• _Your instructions_
Lay out the lines of the material below as a JSON list of strings, one string per line with blank lines left out, starting at the line that contains "mark: the weed, one point per instance" and ending at the final line of the material.

[Data records]
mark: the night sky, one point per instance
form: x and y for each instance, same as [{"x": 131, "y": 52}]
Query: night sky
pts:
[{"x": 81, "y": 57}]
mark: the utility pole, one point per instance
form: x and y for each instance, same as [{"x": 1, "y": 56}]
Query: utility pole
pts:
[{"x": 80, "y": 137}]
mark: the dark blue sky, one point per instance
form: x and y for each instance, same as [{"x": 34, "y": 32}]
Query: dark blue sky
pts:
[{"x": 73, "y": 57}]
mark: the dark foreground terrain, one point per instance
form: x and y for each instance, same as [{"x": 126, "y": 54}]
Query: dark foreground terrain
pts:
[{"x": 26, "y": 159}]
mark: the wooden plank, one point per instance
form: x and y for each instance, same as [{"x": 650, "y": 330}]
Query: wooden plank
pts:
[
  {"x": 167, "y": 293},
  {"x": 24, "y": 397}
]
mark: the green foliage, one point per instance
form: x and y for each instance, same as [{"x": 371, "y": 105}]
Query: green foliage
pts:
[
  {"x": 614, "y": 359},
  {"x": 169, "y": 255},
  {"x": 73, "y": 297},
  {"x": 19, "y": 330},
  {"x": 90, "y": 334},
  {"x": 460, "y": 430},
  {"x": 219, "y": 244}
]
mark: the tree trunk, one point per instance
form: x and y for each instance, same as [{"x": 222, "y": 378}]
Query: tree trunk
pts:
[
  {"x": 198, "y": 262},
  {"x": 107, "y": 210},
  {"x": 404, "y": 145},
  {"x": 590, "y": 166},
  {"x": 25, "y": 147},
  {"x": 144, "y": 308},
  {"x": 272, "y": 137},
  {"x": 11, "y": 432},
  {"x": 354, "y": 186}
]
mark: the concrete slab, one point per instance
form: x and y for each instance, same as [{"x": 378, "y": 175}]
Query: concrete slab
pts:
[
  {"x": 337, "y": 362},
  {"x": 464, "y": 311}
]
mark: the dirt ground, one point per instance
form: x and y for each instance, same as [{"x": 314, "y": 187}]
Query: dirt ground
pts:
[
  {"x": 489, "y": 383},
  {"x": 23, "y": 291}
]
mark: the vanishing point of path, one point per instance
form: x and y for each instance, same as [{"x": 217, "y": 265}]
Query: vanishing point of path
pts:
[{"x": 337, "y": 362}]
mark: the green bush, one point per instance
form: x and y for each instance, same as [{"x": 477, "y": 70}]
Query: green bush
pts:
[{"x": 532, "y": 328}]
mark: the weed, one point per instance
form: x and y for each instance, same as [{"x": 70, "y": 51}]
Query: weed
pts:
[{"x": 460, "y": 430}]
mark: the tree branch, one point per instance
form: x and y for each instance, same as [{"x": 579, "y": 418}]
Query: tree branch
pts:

• _Exercise result_
[
  "mark: the weed, one point per instance",
  "form: x and y for each instance, same as [{\"x\": 70, \"y\": 51}]",
  "Query: weed",
  "pts:",
  "[{\"x\": 460, \"y\": 430}]",
  "mark: the tree branch, one point per instance",
  "form: x and y for each instance, same as [{\"x\": 579, \"y\": 418}]",
  "Query: tree branch",
  "pts:"
]